━━━━━ PROVIDED MATERIAL

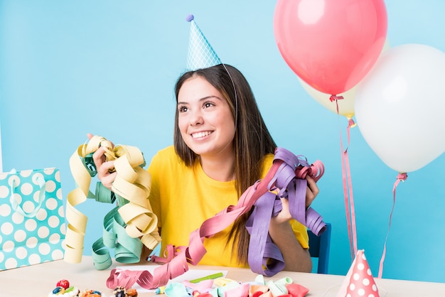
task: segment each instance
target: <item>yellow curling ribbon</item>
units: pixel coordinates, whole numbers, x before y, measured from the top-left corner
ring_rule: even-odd
[[[83,254],[83,242],[87,217],[75,207],[87,198],[114,202],[109,190],[98,183],[96,194],[90,190],[95,166],[92,155],[100,147],[105,150],[107,161],[114,161],[116,178],[112,190],[117,205],[104,218],[104,234],[92,245],[92,258],[97,269],[105,269],[112,261],[107,249],[114,249],[116,261],[137,263],[140,261],[142,244],[154,249],[161,242],[158,218],[152,212],[148,198],[151,179],[142,166],[145,160],[139,148],[116,146],[103,137],[95,136],[87,144],[80,146],[70,158],[71,173],[77,188],[67,196],[65,261],[80,263]],[[104,193],[109,197],[104,199]]]

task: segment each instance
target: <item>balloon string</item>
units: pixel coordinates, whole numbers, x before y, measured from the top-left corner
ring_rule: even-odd
[[[336,102],[336,105],[337,107],[337,114],[339,114],[340,112],[338,112],[338,101],[340,99],[344,99],[344,97],[343,96],[337,96],[337,95],[331,95],[331,97],[329,97],[329,100],[331,100],[331,102]],[[343,151],[343,150],[342,150]]]
[[[386,238],[385,239],[385,244],[383,244],[383,252],[382,253],[382,258],[380,259],[380,265],[379,266],[379,274],[378,278],[381,279],[382,275],[383,274],[383,261],[385,261],[385,256],[386,255],[386,242],[388,239],[388,235],[390,234],[390,228],[391,227],[391,219],[392,218],[392,212],[394,211],[394,207],[395,205],[395,188],[400,180],[404,181],[408,178],[408,175],[404,173],[399,173],[397,177],[396,181],[394,183],[394,186],[392,187],[392,208],[391,209],[391,212],[390,213],[390,222],[388,223],[388,231],[386,233]]]
[[[350,128],[355,126],[352,119],[348,119],[348,147],[350,143]],[[354,207],[354,197],[353,194],[352,180],[349,166],[349,157],[348,156],[348,147],[343,151],[341,131],[340,131],[340,146],[341,148],[341,166],[343,183],[343,193],[345,197],[345,209],[346,211],[346,220],[348,223],[348,235],[350,247],[351,262],[354,260],[357,254],[357,232],[355,228],[355,210]],[[348,190],[349,190],[349,191]],[[348,196],[348,193],[350,198]]]

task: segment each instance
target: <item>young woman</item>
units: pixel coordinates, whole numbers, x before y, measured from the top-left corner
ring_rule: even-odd
[[[224,64],[189,71],[178,80],[174,144],[152,158],[150,203],[158,216],[161,251],[168,244],[188,246],[189,234],[263,178],[272,166],[277,145],[271,136],[247,81]],[[116,173],[103,148],[93,156],[97,176],[106,187]],[[307,177],[306,207],[318,193]],[[306,227],[293,220],[287,200],[269,228],[283,255],[285,270],[309,272]],[[247,266],[249,213],[204,241],[200,264]]]

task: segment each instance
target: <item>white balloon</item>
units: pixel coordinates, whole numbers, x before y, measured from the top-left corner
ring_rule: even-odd
[[[445,53],[429,45],[390,48],[360,81],[356,122],[390,168],[419,169],[445,151]]]

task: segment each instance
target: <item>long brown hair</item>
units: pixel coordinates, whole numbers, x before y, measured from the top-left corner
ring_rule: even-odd
[[[187,80],[200,76],[208,81],[227,101],[235,123],[233,139],[235,151],[235,187],[238,196],[261,178],[263,157],[274,153],[277,144],[272,139],[259,112],[250,85],[245,76],[235,68],[220,64],[208,68],[189,71],[183,74],[176,82],[176,102],[179,90]],[[188,166],[192,166],[198,157],[187,146],[181,136],[178,125],[178,109],[175,116],[174,147],[176,153]],[[247,263],[249,233],[245,222],[250,213],[246,213],[234,223],[230,239],[234,239],[237,260]]]

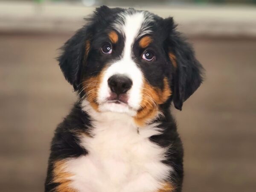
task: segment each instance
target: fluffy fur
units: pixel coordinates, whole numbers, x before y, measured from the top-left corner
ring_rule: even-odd
[[[79,99],[56,129],[45,191],[181,192],[169,107],[202,82],[191,46],[172,18],[147,11],[103,6],[87,20],[58,58]]]

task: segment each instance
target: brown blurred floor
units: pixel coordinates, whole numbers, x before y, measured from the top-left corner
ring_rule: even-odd
[[[54,58],[68,35],[0,35],[0,191],[43,191],[55,128],[76,96]],[[174,110],[184,192],[253,192],[256,40],[191,40],[207,79]]]

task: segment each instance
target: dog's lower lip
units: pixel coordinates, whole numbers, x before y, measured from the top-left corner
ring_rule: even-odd
[[[127,105],[127,103],[125,103],[124,102],[122,102],[119,100],[109,100],[108,101],[108,103],[113,103],[116,104],[124,104]]]

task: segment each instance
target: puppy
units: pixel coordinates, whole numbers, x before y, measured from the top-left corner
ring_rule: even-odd
[[[172,17],[103,6],[87,21],[58,58],[79,99],[56,129],[45,191],[181,191],[169,108],[200,86],[201,64]]]

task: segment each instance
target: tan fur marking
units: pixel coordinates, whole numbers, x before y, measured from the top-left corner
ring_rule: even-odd
[[[84,79],[82,83],[83,89],[86,94],[86,98],[91,106],[96,111],[99,112],[99,104],[96,99],[99,88],[99,85],[102,80],[104,70],[97,76],[91,77]]]
[[[144,125],[147,121],[155,116],[158,111],[158,105],[164,103],[171,95],[172,91],[166,77],[163,79],[163,89],[161,90],[144,81],[140,105],[141,109],[134,118],[138,125]]]
[[[108,37],[111,41],[113,44],[116,43],[118,41],[118,35],[114,31],[110,32],[108,34]]]
[[[65,170],[66,161],[64,160],[55,162],[53,169],[53,182],[59,185],[55,188],[57,192],[76,192],[76,190],[70,186],[71,180],[69,179],[72,174]]]
[[[177,63],[176,62],[176,56],[172,52],[169,52],[168,53],[169,58],[172,61],[172,63],[173,65],[173,67],[175,68],[177,67]]]
[[[150,36],[145,36],[142,38],[140,41],[139,45],[140,47],[145,48],[149,45],[149,44],[150,44],[152,41],[153,41],[153,40]]]
[[[163,188],[158,189],[157,192],[172,192],[174,190],[174,187],[169,183],[166,183],[163,185]]]

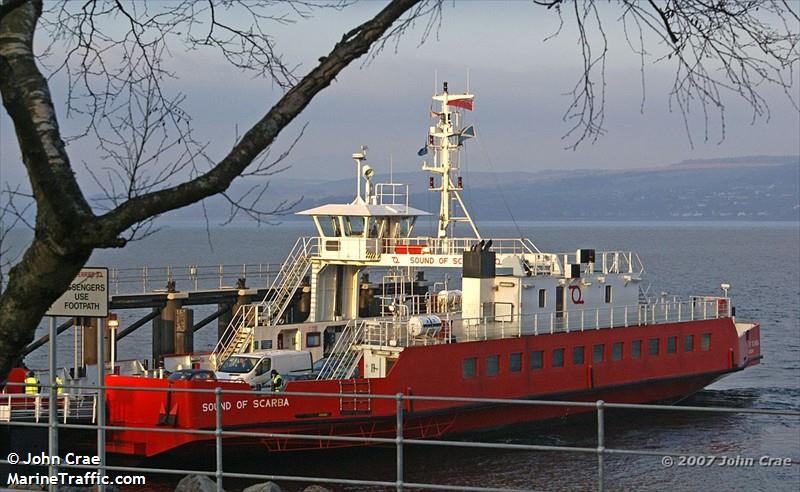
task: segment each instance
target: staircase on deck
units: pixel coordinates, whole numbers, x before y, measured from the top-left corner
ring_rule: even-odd
[[[242,305],[234,313],[233,319],[214,347],[213,355],[217,366],[231,355],[251,350],[256,326],[277,324],[308,273],[311,259],[316,254],[316,238],[301,237],[297,240],[264,299],[258,303]]]

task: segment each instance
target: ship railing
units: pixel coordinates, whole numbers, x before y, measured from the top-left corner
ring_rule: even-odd
[[[408,185],[378,183],[375,185],[375,201],[378,205],[404,205],[408,209]]]
[[[580,263],[577,253],[556,253],[556,256],[562,267]],[[587,264],[586,272],[641,275],[644,273],[644,264],[635,251],[597,251],[595,261]]]
[[[492,238],[492,251],[500,255],[541,253],[529,239]],[[401,237],[384,238],[382,254],[460,255],[478,244],[475,237]],[[488,239],[487,239],[488,241]]]
[[[144,387],[121,387],[121,386],[102,386],[103,390],[113,389],[114,391],[136,391],[136,392],[163,392],[163,388],[144,388]],[[96,387],[87,387],[87,389],[96,389]],[[394,417],[394,432],[389,433],[375,433],[375,432],[362,432],[360,435],[338,435],[335,433],[277,433],[277,432],[257,432],[247,431],[241,429],[226,428],[226,423],[229,420],[228,406],[223,403],[223,396],[237,395],[242,398],[252,398],[254,393],[252,390],[223,390],[220,387],[208,389],[190,389],[190,388],[172,388],[173,393],[205,393],[210,396],[210,406],[214,412],[214,425],[209,429],[189,429],[189,428],[172,428],[168,426],[162,427],[141,427],[141,426],[126,426],[117,424],[102,424],[95,419],[92,425],[78,424],[78,423],[61,423],[55,422],[55,425],[50,425],[47,422],[26,422],[26,421],[10,421],[6,425],[28,427],[28,428],[41,428],[47,429],[49,433],[50,442],[57,442],[56,436],[59,429],[77,429],[97,435],[97,452],[99,465],[78,465],[69,464],[62,460],[58,465],[33,465],[41,466],[43,469],[49,466],[48,474],[53,475],[58,472],[65,472],[70,474],[83,474],[87,471],[96,470],[99,476],[117,476],[128,479],[127,482],[120,482],[125,485],[145,485],[146,478],[144,474],[151,475],[171,475],[171,476],[186,476],[186,475],[202,475],[211,478],[215,482],[216,490],[222,492],[227,480],[235,480],[241,483],[242,480],[251,482],[264,482],[264,481],[284,481],[292,483],[315,483],[315,484],[330,484],[340,486],[368,486],[380,487],[384,489],[395,489],[402,491],[405,489],[432,489],[432,490],[471,490],[479,491],[492,491],[492,492],[516,492],[522,490],[529,490],[534,483],[524,483],[520,487],[524,488],[508,488],[493,486],[491,482],[481,485],[464,484],[464,483],[427,483],[408,480],[406,453],[412,449],[419,449],[420,446],[435,447],[443,450],[446,449],[471,449],[474,451],[503,451],[503,452],[531,452],[531,453],[563,453],[564,456],[594,456],[596,459],[596,468],[591,471],[588,476],[575,475],[573,483],[583,490],[596,489],[599,492],[606,490],[606,470],[607,460],[614,458],[630,459],[631,457],[650,457],[654,462],[660,463],[664,468],[671,468],[672,466],[684,467],[705,467],[711,465],[726,465],[730,464],[732,457],[730,453],[719,454],[718,449],[714,449],[713,443],[709,447],[705,441],[697,441],[696,447],[691,449],[674,449],[674,448],[653,448],[652,437],[653,432],[663,432],[658,428],[648,432],[648,442],[642,442],[640,447],[622,447],[622,446],[609,446],[608,445],[608,424],[607,417],[613,412],[651,412],[653,414],[669,412],[670,415],[675,414],[694,414],[694,415],[726,415],[731,418],[735,415],[742,416],[758,416],[759,419],[776,419],[785,425],[785,422],[796,422],[800,419],[800,411],[794,409],[773,409],[773,408],[735,408],[723,406],[689,406],[689,405],[658,405],[658,404],[637,404],[637,403],[617,403],[607,402],[604,400],[597,401],[569,401],[569,400],[529,400],[529,399],[506,399],[506,398],[476,398],[458,395],[406,395],[403,393],[397,394],[377,394],[377,393],[359,393],[358,397],[368,399],[373,402],[371,407],[375,407],[381,401],[392,402],[388,408],[392,408],[389,417]],[[258,395],[255,395],[258,397]],[[292,391],[291,387],[288,391],[281,393],[283,398],[290,401],[308,401],[309,398],[335,398],[341,401],[344,398],[353,398],[353,393],[339,392],[339,393],[317,393],[317,392],[300,392]],[[236,397],[236,396],[234,396]],[[230,398],[228,399],[230,400]],[[534,412],[537,409],[542,411],[552,411],[554,408],[563,408],[565,412],[570,414],[593,413],[594,421],[589,423],[591,432],[594,434],[594,442],[587,445],[584,436],[576,438],[574,433],[572,436],[564,436],[559,444],[538,444],[538,443],[509,443],[498,440],[486,439],[485,435],[480,440],[468,439],[445,439],[438,434],[431,434],[426,438],[422,438],[419,429],[415,429],[413,421],[408,419],[410,409],[415,406],[439,403],[453,406],[467,406],[474,408],[476,406],[494,407],[494,408],[515,408],[527,409],[528,412]],[[104,400],[100,400],[97,405],[97,412],[105,414],[106,405]],[[391,415],[394,413],[394,415]],[[696,418],[700,417],[694,417]],[[582,429],[586,429],[587,422],[579,423]],[[686,427],[692,432],[695,432],[695,427]],[[214,469],[202,467],[201,465],[187,465],[183,468],[172,468],[165,463],[147,463],[143,465],[117,465],[109,464],[106,456],[106,443],[107,433],[117,431],[132,431],[142,432],[145,434],[163,434],[165,436],[177,435],[192,436],[197,439],[206,440],[209,445],[212,445],[215,450],[214,454]],[[675,428],[670,428],[670,442],[674,440]],[[388,435],[386,435],[388,434]],[[696,432],[695,432],[696,434]],[[380,436],[380,437],[379,437]],[[693,434],[694,436],[694,434]],[[696,436],[694,436],[696,437]],[[225,471],[223,466],[223,458],[225,447],[223,445],[224,439],[257,439],[260,442],[268,440],[279,441],[285,443],[287,440],[294,440],[296,442],[307,442],[309,448],[326,448],[336,446],[353,446],[353,445],[383,445],[392,446],[395,449],[395,467],[393,480],[387,479],[368,479],[368,478],[343,478],[337,477],[320,477],[320,476],[307,476],[307,475],[264,475],[258,473],[241,473],[238,471]],[[413,448],[408,448],[413,446]],[[0,456],[0,464],[8,465],[11,467],[11,472],[15,471],[14,467],[17,465],[16,460],[10,461],[12,458],[18,459],[19,456],[13,452],[6,456],[5,453]],[[800,449],[793,448],[792,452],[800,452]],[[54,454],[55,455],[55,454]],[[777,454],[775,456],[778,456]],[[783,456],[776,458],[773,455],[747,455],[737,456],[736,463],[741,466],[729,466],[726,469],[731,470],[753,470],[753,467],[775,467],[781,466],[783,468],[797,464],[797,458],[791,456]],[[776,461],[777,460],[777,461]],[[233,461],[228,461],[231,463]],[[581,460],[583,462],[583,460]],[[588,471],[588,470],[587,470]],[[135,474],[135,475],[132,475]],[[673,474],[674,475],[674,474]],[[678,474],[674,475],[678,480],[684,480],[680,485],[685,488],[696,488],[696,478],[692,474]],[[491,480],[491,477],[486,479]],[[102,490],[104,487],[98,487]]]
[[[414,336],[409,332],[410,315],[373,318],[365,324],[364,343],[375,346],[414,346],[467,342],[523,335],[599,330],[627,326],[681,323],[731,316],[726,297],[692,296],[662,298],[651,304],[633,304],[603,308],[571,309],[532,314],[495,313],[463,317],[461,313],[431,313],[442,319],[442,327],[429,334]],[[495,306],[497,308],[497,306]],[[406,314],[406,313],[401,313]]]
[[[24,383],[9,383],[9,386]],[[49,385],[42,385],[49,388]],[[93,387],[96,391],[96,387]],[[56,418],[61,422],[94,422],[97,393],[64,392],[56,397]],[[47,422],[50,398],[47,394],[0,394],[0,422]]]
[[[236,289],[239,279],[260,287],[269,285],[278,269],[275,263],[114,267],[108,269],[109,290],[112,294],[159,292],[169,282],[183,291]]]

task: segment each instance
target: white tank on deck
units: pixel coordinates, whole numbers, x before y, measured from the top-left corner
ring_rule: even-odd
[[[461,291],[460,290],[440,290],[436,294],[436,307],[439,311],[460,311],[461,310]]]
[[[427,314],[408,319],[408,333],[412,337],[432,337],[442,329],[442,320],[438,316]]]

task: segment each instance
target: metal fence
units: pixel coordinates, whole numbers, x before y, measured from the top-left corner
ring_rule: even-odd
[[[19,383],[17,383],[19,384]],[[48,385],[42,385],[49,388]],[[103,390],[109,387],[101,387]],[[96,386],[81,387],[78,389],[91,389],[97,390]],[[163,392],[163,388],[141,388],[141,387],[113,387],[114,390],[132,390],[132,391],[155,391]],[[379,395],[379,394],[363,394],[359,395],[363,398],[370,399],[390,399],[396,402],[396,425],[395,437],[381,438],[381,437],[354,437],[354,436],[336,436],[336,435],[319,435],[319,434],[281,434],[281,433],[268,433],[268,432],[241,432],[233,430],[225,430],[223,426],[223,405],[222,395],[226,394],[240,394],[240,395],[253,395],[251,390],[233,391],[216,389],[182,389],[170,388],[172,392],[188,392],[188,393],[213,393],[216,404],[216,419],[214,430],[199,430],[199,429],[166,429],[166,428],[153,428],[153,427],[126,427],[105,425],[104,419],[96,419],[97,423],[93,425],[88,424],[63,424],[59,423],[58,419],[54,422],[33,422],[33,421],[15,421],[13,419],[13,412],[9,422],[5,425],[12,426],[29,426],[29,427],[48,427],[51,434],[50,439],[53,439],[53,433],[57,433],[59,428],[70,429],[85,429],[87,431],[98,431],[98,455],[100,456],[99,466],[88,465],[69,465],[61,466],[61,468],[76,468],[76,469],[94,469],[99,472],[101,476],[106,472],[137,472],[137,473],[151,473],[151,474],[168,474],[168,475],[205,475],[213,477],[216,480],[217,490],[223,490],[225,479],[252,479],[252,480],[277,480],[287,482],[306,482],[306,483],[323,483],[323,484],[337,484],[337,485],[361,485],[361,486],[377,486],[394,488],[398,491],[405,488],[414,489],[427,489],[427,490],[469,490],[469,491],[498,491],[498,492],[512,492],[519,490],[530,489],[509,489],[498,487],[479,487],[479,486],[465,486],[462,484],[435,484],[435,483],[421,483],[410,482],[405,479],[405,464],[404,455],[405,447],[408,445],[417,446],[439,446],[450,448],[472,448],[472,449],[492,449],[492,450],[513,450],[513,451],[545,451],[545,452],[563,452],[574,454],[591,454],[597,457],[597,490],[605,490],[605,458],[615,455],[631,455],[631,456],[658,456],[662,459],[664,457],[683,457],[683,458],[696,458],[704,460],[721,460],[724,457],[713,455],[709,453],[695,453],[691,451],[675,450],[675,449],[662,449],[662,450],[645,450],[645,449],[620,449],[608,448],[606,442],[606,413],[609,410],[645,410],[645,411],[669,411],[669,412],[704,412],[704,413],[728,413],[728,414],[758,414],[770,415],[782,418],[800,418],[800,411],[794,410],[772,410],[772,409],[753,409],[753,408],[730,408],[730,407],[698,407],[698,406],[672,406],[672,405],[651,405],[651,404],[631,404],[631,403],[610,403],[598,400],[595,402],[585,401],[554,401],[554,400],[516,400],[516,399],[500,399],[500,398],[468,398],[468,397],[452,397],[452,396],[409,396],[403,394],[396,395]],[[102,391],[101,391],[102,394]],[[292,397],[319,397],[319,398],[346,398],[352,397],[350,393],[308,393],[308,392],[285,392],[281,393],[286,398]],[[37,401],[41,402],[37,398]],[[454,441],[446,439],[412,439],[404,437],[404,427],[408,413],[406,411],[406,403],[413,401],[446,401],[464,404],[478,404],[478,405],[522,405],[522,406],[546,406],[546,407],[578,407],[582,408],[584,412],[593,411],[596,414],[597,421],[597,439],[596,446],[594,447],[578,447],[578,446],[554,446],[554,445],[537,445],[537,444],[508,444],[500,442],[482,442],[482,441]],[[101,398],[99,400],[97,411],[98,415],[105,413],[105,402]],[[116,466],[106,464],[105,459],[105,431],[144,431],[154,433],[182,433],[182,434],[195,434],[206,436],[209,439],[213,438],[215,441],[215,470],[200,470],[200,469],[177,469],[177,468],[154,468],[154,467],[134,467],[134,466]],[[296,439],[296,440],[311,440],[311,441],[330,441],[330,442],[346,442],[356,444],[383,444],[392,445],[395,447],[396,452],[396,477],[394,481],[387,480],[359,480],[359,479],[343,479],[343,478],[325,478],[325,477],[312,477],[312,476],[299,476],[299,475],[263,475],[263,474],[250,474],[250,473],[236,473],[226,472],[223,469],[223,438],[224,437],[253,437],[253,438],[280,438],[280,439]],[[52,442],[52,441],[51,441]],[[797,464],[796,458],[793,458],[792,464]],[[0,463],[11,464],[6,459],[0,459]]]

━━━━━━━━━━

# OBJECTIVE
List every line of the records that contains the string "item", copying each such line in full.

# EXERCISE RESPONSE
target: <item>yellow curling ribbon</item>
target: <item>balloon string</item>
target: <item>young woman</item>
target: <item>white balloon</item>
target: <item>long brown hair</item>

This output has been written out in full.